* Exercise requirements *
Wherever the records include pictures, skip them and transcribe all the rest word for word.

:: Records shown

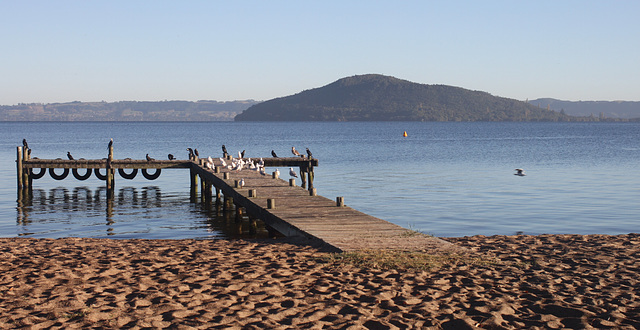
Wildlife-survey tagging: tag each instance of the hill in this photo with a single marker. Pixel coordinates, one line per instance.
(375, 97)
(125, 111)
(601, 109)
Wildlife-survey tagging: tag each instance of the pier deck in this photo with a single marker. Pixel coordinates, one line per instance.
(294, 211)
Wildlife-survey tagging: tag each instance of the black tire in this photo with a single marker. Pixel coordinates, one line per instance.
(151, 176)
(129, 176)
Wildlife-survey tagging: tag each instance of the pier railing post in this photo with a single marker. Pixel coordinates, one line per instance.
(19, 167)
(110, 173)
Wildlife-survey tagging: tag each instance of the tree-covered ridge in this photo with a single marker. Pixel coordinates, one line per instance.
(125, 111)
(382, 98)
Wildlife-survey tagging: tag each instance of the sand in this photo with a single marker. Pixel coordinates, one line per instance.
(548, 281)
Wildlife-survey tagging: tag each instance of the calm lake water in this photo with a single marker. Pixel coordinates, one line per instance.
(445, 179)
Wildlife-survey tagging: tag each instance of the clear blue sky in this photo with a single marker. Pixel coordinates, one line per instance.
(61, 51)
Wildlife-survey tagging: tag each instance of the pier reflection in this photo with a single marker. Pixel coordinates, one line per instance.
(131, 212)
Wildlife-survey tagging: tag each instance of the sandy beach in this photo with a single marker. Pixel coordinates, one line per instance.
(503, 282)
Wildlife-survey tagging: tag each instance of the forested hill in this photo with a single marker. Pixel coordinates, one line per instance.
(382, 98)
(125, 111)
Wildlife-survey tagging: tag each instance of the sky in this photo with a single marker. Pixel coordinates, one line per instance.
(136, 50)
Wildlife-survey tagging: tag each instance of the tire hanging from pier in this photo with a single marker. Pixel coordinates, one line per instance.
(55, 176)
(81, 177)
(129, 176)
(39, 175)
(100, 176)
(151, 176)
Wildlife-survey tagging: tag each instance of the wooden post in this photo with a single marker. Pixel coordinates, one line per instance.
(303, 176)
(110, 173)
(19, 167)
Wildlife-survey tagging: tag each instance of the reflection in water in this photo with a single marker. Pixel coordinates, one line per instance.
(132, 213)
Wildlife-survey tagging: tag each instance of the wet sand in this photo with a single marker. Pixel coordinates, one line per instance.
(505, 282)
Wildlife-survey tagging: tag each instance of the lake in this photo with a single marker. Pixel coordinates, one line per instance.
(444, 178)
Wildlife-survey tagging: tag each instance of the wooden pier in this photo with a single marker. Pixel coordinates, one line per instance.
(293, 211)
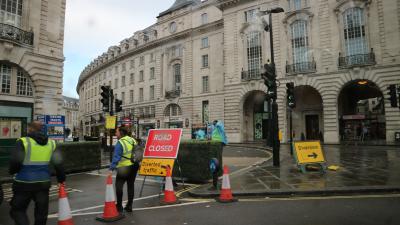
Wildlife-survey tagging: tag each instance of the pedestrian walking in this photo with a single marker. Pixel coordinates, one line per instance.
(122, 161)
(30, 162)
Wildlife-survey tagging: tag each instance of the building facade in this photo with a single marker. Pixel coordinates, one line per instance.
(71, 109)
(202, 61)
(31, 62)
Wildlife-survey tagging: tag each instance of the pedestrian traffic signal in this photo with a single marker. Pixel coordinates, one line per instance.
(105, 98)
(118, 105)
(269, 77)
(291, 101)
(393, 95)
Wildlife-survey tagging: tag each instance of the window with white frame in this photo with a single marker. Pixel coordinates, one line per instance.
(205, 84)
(250, 15)
(131, 96)
(5, 75)
(177, 76)
(152, 76)
(204, 61)
(141, 76)
(204, 42)
(299, 42)
(141, 96)
(254, 53)
(151, 92)
(204, 18)
(11, 12)
(355, 41)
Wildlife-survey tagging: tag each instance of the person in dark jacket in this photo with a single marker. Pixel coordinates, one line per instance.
(30, 164)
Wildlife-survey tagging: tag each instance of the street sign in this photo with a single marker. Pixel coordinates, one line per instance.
(111, 122)
(155, 167)
(308, 152)
(162, 143)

::::

* Response *
Wildlife-survey tagging: tag each instance of the hill in this photo with a single marker. Pixel coordinates, one line per instance.
(375, 97)
(125, 111)
(601, 109)
Wildlife-survey tagging: tag each instance of the pier deck in this photo with a single marker. Pixel coordinates, one line per instance.
(294, 211)
Wildlife-survey tagging: tag each instance of the black tire in this photo with a single marker. Pixel coordinates, one line per instance.
(151, 176)
(129, 176)
Wildlife-survey tagging: tag each instance of the pier railing post in this photo with a single marker. Pixel coordinates, one line per instance.
(19, 167)
(110, 173)
Wildlife-survey tagging: tag each instance of the tree-covered ridge in this photo with a single marker. Pixel coordinates, one line per instance.
(125, 111)
(382, 98)
Wildlife-survey tagging: tag each instance of the sand in this photo with a single marker. Pixel coordinates, one line per instance.
(548, 281)
Wildlife-survey tagging: tag each instance of the calm lake water in this photo with a single marker. Pixel coordinates, one line per instance.
(445, 179)
Wildlife-survey tagging: tag each instance of the clear blue sky in this photo with a single marker. Pixel coordinates, one line per instance.
(61, 51)
Wildlife-survey tagging: tag each instance of the pier reflection in this photo with a single marker. Pixel coordinates, one line per instance.
(131, 212)
Wildlife-survey tagging: tag each instance of the sandy beach in this photo with a single marker. Pixel coordinates, one line per instance.
(503, 282)
Wildlife-survey tagging: tag each instance of the forested hill in this photo with a single marker. Pixel coordinates, one line per instance.
(382, 98)
(125, 111)
Wildlife-survey tagging: tag each instance of the sky in this photo with a single marker. Pixel coordinates, one line per instance.
(136, 50)
Wildlife-survey tagging: tag each instance of the tire hanging from pier in this photo with a single marker. Pixel coordinates, one line per instance.
(55, 176)
(81, 177)
(129, 176)
(39, 175)
(100, 176)
(151, 176)
Wildlife-survey tagging: tag each instance of the wooden post in this photo with a single marker. Pixel coordinates, one line per instance.
(303, 176)
(110, 173)
(19, 167)
Wildlife-survey tagging: tag each instance of the reflection in water in this photo with a single marker. Pixel coordinates, one line per instance.
(132, 213)
Wildlife-survey tagging: tag each instance of the wet sand in this photo with a single marker. Pixel coordinates, one line per instance.
(505, 282)
Wildlife-survey tagging: tag each instance of the lake in this photo with a single marker. Pixel coordinates, one line per instance.
(444, 178)
Wildlife-survey tagging: tag each instance of the wooden pier in this photo with a single marker. Pixel coordinates, one line per instance.
(293, 211)
Wildlife-survey tagging: tag each instance of the pedestrian walking in this photo with a single marker. Pixel coordinates, one line per instance.
(122, 161)
(30, 162)
Wildlife-survey tagging: tag each instance of the building facade in this photo with a single marker. Pixel coordinates, one line per instance.
(71, 109)
(202, 61)
(31, 62)
Wildlife-survey tagging: tag each instance of the pedestrian traffic signal in this photo with a single marker. Pixel coordinates, one line per instance.
(105, 98)
(118, 105)
(269, 77)
(291, 101)
(393, 95)
Wildlife-survey tagging: tag each instance of the window with white frame in this photo with a single marker. Pixel coordinates, one line per instance.
(205, 84)
(250, 15)
(131, 96)
(5, 75)
(177, 76)
(152, 76)
(204, 61)
(141, 76)
(204, 42)
(299, 42)
(141, 96)
(254, 53)
(151, 92)
(204, 18)
(11, 12)
(355, 41)
Wildlife-survey tagging: tag each instance of the person in dark jacket in this photo with a single marker. Pixel coordinates, one line per instance.
(30, 164)
Wildlife-survey tagging: tag each instance of the street sign in this photo with a single marker. Pixel coordinates, one line per instance.
(111, 122)
(155, 167)
(308, 152)
(162, 143)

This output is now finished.